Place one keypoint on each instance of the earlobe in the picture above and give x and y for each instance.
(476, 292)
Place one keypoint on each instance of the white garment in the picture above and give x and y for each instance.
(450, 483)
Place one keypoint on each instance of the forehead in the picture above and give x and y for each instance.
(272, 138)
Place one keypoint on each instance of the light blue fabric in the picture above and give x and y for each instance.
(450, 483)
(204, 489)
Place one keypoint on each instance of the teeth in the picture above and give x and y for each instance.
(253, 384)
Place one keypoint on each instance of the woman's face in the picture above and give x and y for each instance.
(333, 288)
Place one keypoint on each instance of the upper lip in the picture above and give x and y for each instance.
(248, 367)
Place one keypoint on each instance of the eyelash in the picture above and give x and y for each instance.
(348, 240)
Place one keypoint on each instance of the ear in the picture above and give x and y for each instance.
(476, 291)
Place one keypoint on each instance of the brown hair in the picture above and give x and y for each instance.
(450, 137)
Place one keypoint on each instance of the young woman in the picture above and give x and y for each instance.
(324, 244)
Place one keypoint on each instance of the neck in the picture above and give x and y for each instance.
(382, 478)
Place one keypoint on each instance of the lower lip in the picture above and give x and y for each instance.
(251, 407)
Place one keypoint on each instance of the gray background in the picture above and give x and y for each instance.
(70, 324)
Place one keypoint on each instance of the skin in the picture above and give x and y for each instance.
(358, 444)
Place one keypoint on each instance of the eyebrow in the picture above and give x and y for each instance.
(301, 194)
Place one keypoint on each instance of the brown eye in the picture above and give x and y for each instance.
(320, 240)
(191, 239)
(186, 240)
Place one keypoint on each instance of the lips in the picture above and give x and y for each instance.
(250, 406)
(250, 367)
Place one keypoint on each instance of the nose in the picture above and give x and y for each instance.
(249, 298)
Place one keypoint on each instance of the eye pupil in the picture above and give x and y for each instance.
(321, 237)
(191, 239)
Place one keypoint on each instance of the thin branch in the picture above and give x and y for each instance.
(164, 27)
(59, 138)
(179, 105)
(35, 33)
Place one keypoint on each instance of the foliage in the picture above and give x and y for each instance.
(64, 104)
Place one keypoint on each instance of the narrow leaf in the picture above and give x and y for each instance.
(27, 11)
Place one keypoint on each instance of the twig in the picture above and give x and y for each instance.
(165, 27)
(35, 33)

DIRECTIONS: What is needed is a word-for-word copy of all the records above.

RESPONSE:
Place one keypoint on each instance of the earlobe in the picture above and give x and y for each instance.
(476, 292)
Place one keypoint on each instance of the white garment in the picture above and give x and y for each instance.
(450, 483)
Place one keypoint on each instance of the forehead in the picture above and give x and y for each instance.
(272, 138)
Place one keypoint on each instance of the light blue fabric in the picture above and give x and y for each instance.
(450, 483)
(204, 489)
Place one keypoint on each instance of the teeth in the picture above and give x and y for each instance.
(253, 384)
Place one keypoint on each instance of the woman's face in the picture above and give x and y for each instance.
(333, 288)
Place one keypoint on each instance of the upper lip in the picture above and give x and y for each instance.
(248, 367)
Place one keypoint on each instance of the eyelash in the picture above and give x and y for each instance.
(348, 240)
Place one keypoint on each instance of the ear in the picture above and give x and y for each instance.
(476, 291)
Place one keypoint on each instance of the brown hair in the picture above and give x and y for each instance.
(450, 137)
Place one keypoint on each instance of the young woman in the picture above and give x and y for each instance.
(324, 244)
Place one keypoint on each instance of the neck in the picture above and give x and y for each instance.
(382, 478)
Place one keypoint on each instance of the lower lip in the picture above and give x and y for each instance.
(251, 407)
Place one keypoint on each instance of the gray background in the picture above and give x and y for each instance.
(70, 324)
Place one keypoint on each instance of the skin in the picture above and give x and y for each instance.
(358, 444)
Place one keypoint on each instance of the eyebrow in the picture above and give x and y for each instance.
(301, 194)
Place one keypoint on each instance of the brown eye in the picture above and give x and y for each instance.
(320, 240)
(191, 239)
(186, 240)
Place one keypoint on each instance of the lips in the picture above and give x and y for each instance.
(250, 406)
(250, 367)
Place one keypoint on each instance of the nose in the picture above and give x and y for each instance.
(249, 298)
Place one keypoint on each instance of the eye pupil in the picture above and give x and y for each instance.
(321, 237)
(191, 239)
Place one keypoint on each instance of the thin branch in the picture above and give x and y for each instance.
(164, 27)
(59, 138)
(179, 105)
(35, 33)
Place one keypoint on each instance of the foliage in the picture above and give x and y for each instance.
(64, 104)
Place one keypoint on each instance of the narrow leaf in the picture above and give x and y for each instance.
(27, 11)
Place one keypoint on each instance of the twig in the picture above and give x and y for each instance.
(165, 27)
(35, 33)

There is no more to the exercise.